• TASKS TO COMPLETE
1. In the excerpt on digital jobs and training, present the paragraph that begins "Survey conducted by telephone" as a short list that keeps its main facts.
2. Reproduce the records from their first line through the line containing "point(157, 761)", swapping "Teacher note" for "Instructor note" and leaving all else as it is.

• EXCERPT
The conclusion of the study highlights the lack of visibility of jobs and training in digital professions, reinforced by a form of self-censorship among young dropouts.
The France Stratégie report"Vision prospective partagée des emplois et des compétences" (Shared Vision of Jobs and Skills) comes to similar conclusions: insufficient visibility of digital professions, a necessary opening of skills to integrate the digital sector, and a rethinking of training and professionalization processes in the sector. Three components of the traditional training-employment relationship are, according to the report, particularly affected by this evolution:
- The world of social and professional integration, where the learning of digital technologies has given rise to several particularly innovative initiatives to renew the vision of the pathways to employment for people who have been permanently distanced from it;
- Initial training structures are organizing responses by developing new modes of cooperation with companies, and by integrating more and more initial training practices and continuing education actions. Such a dynamic is particularly observable in everything that concerns the training of technicians in digital technology.
- Lastly, companies themselves may have to become heavily involved in continuing education to resolve major tensions in their recruitment needs. They can also be mobilized to address the problems of retraining certain employees affected by the rapid obsolescence of the skills that make up their professions."
Survey conducted by telephone between January 23 and June 23, 2017 among a panel of 135 unemployed young dropouts (48% women, 52% men) (61% do not have a high school diploma) aged 17 to 33 (87% are between 18 and 25), spread across the 5 regions of the Etincelle network (Grand Est, Hauts-de-France, Ile-de-France, Pays-de-Loire, Auvergne-Rhône-Alpes).

• DATA LISTING
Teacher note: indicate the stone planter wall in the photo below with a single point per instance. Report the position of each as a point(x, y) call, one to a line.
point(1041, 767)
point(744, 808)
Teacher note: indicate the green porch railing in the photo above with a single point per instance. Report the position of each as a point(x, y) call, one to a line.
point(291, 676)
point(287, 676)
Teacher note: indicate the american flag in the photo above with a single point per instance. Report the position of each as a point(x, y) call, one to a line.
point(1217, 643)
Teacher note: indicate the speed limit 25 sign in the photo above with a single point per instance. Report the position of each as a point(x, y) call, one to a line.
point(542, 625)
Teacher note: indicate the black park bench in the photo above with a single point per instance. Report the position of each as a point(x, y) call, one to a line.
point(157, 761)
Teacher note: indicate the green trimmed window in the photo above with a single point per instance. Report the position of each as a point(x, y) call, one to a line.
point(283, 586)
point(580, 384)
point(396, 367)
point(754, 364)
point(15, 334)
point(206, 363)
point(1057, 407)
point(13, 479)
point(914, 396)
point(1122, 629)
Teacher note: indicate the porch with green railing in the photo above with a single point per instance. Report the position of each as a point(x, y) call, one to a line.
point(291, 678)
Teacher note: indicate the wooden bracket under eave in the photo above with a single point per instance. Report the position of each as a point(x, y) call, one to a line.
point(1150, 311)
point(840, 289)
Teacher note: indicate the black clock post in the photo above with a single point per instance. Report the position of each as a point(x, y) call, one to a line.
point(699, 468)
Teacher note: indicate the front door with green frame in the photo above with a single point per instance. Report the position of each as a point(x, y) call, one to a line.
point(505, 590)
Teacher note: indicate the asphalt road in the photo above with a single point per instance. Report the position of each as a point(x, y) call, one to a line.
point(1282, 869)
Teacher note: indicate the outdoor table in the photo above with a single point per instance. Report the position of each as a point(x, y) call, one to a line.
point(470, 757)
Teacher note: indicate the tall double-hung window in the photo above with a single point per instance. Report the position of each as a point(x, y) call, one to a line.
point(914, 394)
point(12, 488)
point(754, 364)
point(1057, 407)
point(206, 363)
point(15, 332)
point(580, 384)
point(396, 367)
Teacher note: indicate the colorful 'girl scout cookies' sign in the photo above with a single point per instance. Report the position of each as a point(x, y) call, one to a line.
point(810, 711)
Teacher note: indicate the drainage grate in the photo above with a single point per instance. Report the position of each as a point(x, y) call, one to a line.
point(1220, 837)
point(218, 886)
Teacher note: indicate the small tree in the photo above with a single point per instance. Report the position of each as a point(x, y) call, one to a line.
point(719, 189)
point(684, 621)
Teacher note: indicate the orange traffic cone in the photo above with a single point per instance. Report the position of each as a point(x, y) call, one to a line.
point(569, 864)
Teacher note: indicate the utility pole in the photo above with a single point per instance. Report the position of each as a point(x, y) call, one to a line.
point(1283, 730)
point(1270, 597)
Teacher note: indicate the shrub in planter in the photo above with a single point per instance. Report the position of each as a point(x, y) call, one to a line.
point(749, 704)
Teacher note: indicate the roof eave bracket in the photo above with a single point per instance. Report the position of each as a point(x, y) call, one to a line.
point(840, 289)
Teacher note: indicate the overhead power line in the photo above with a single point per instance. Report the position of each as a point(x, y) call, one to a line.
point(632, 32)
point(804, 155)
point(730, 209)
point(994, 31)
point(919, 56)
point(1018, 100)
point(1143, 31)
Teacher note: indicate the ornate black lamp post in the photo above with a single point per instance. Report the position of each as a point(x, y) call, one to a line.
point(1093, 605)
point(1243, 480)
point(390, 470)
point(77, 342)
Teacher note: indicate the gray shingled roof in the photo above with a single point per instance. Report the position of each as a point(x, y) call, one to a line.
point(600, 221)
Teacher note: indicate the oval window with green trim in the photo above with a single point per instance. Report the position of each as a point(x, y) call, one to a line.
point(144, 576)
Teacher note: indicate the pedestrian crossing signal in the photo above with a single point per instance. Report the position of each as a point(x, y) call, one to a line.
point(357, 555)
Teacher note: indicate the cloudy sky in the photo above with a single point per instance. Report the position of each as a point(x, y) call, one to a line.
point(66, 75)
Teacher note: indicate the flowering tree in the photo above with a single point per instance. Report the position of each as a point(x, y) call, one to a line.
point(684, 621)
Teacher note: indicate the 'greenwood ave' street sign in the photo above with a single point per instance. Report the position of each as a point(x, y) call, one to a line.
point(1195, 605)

• TASK-BY-TASK OUTPUTS
1.
- Telephone survey, January 23 to June 23, 2017
- Panel of 135 unemployed young dropouts
- 48% women, 52% men
- 61% without a high school diploma
- Aged 17 to 33, with 87% between 18 and 25
- Spread across the 5 regions of the Etincelle network: Grand Est, Hauts-de-France, Ile-de-France, Pays-de-Loire, Auvergne-Rhône-Alpes

2.
Instructor note: indicate the stone planter wall in the photo below with a single point per instance. Report the position of each as a point(x, y) call, one to a line.
point(1041, 767)
point(744, 808)
Instructor note: indicate the green porch railing in the photo above with a single point per instance. Report the position of each as a point(x, y) call, one to a line.
point(291, 676)
point(287, 676)
Instructor note: indicate the american flag in the photo above with a single point per instance. Report the position of each as a point(x, y) call, one to a line.
point(1217, 643)
Instructor note: indicate the speed limit 25 sign in the photo above with a single point per instance. Report the position of each as a point(x, y) call, one to a line.
point(542, 625)
Instructor note: indicate the black park bench in the photo above with a single point per instance. Report the position of each as a point(x, y) call, one to a line.
point(157, 761)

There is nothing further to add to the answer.